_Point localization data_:
━━━━━━
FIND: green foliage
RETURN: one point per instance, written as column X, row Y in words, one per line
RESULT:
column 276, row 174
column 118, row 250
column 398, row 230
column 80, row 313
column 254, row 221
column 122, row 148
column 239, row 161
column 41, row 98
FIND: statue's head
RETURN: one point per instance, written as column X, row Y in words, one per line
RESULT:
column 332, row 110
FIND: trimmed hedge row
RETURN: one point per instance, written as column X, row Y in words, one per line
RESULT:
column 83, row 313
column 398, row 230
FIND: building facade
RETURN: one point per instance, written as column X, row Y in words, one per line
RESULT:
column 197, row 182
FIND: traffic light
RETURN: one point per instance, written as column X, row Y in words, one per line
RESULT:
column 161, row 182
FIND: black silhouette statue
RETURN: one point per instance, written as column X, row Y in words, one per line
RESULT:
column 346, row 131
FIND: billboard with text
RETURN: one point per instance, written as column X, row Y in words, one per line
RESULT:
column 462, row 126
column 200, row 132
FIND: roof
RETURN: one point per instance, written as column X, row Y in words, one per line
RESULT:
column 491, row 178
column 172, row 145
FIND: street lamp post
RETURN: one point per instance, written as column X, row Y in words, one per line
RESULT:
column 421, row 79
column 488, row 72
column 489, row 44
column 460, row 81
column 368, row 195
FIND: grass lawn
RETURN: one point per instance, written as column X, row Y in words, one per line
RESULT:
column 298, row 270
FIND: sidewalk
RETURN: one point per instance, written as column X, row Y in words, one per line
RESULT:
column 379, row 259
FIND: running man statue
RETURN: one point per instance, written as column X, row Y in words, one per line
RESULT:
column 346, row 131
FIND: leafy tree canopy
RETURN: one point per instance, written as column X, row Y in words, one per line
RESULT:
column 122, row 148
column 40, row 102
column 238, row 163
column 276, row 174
━━━━━━
Each entry must be retyped exactly as it was written above.

FIND: green foliage
RETURN: one point per instance, written as column X, row Y in words, one per line
RESULT:
column 276, row 174
column 118, row 250
column 398, row 230
column 80, row 313
column 254, row 221
column 122, row 148
column 239, row 161
column 41, row 98
FIND: statue's head
RETURN: one point per instance, written as column X, row Y in words, one per line
RESULT:
column 332, row 110
FIND: trimmed hedge row
RETURN: one point per instance, written as column X, row Y in words, one per line
RESULT:
column 83, row 313
column 398, row 230
FIND: building facade
RETURN: one point per instance, written as column X, row Y in words, one per line
RESULT:
column 197, row 182
FIND: traffic light
RETURN: one point per instance, written as column X, row Y in words, one per line
RESULT:
column 161, row 182
FIND: black silhouette statue
RETURN: one point per instance, written as column X, row Y in words, one per line
RESULT:
column 346, row 131
FIND: billboard with text
RETURN: one point per instance, written as column X, row Y in words, one per line
RESULT:
column 462, row 126
column 200, row 132
FIND: roof
RETURN: one point per instance, written as column X, row Y in words, one per line
RESULT:
column 491, row 178
column 172, row 145
FIND: street lamp post
RETURN: one point per instance, written as column X, row Y in words, one per line
RESULT:
column 421, row 79
column 488, row 72
column 489, row 44
column 460, row 81
column 368, row 195
FIND: grass lawn
RETURN: one point per instance, written as column X, row Y in words, one per line
RESULT:
column 298, row 270
FIND: sidewalk
RETURN: one point per instance, written as column X, row Y in words, one per line
RESULT:
column 379, row 259
FIND: running man statue
RETURN: one point per instance, written as column X, row Y in words, one per line
RESULT:
column 346, row 131
FIND: leafy tree canopy
RETURN: one point per instance, written as column X, row Y in words, one per line
RESULT:
column 122, row 148
column 40, row 102
column 238, row 163
column 276, row 174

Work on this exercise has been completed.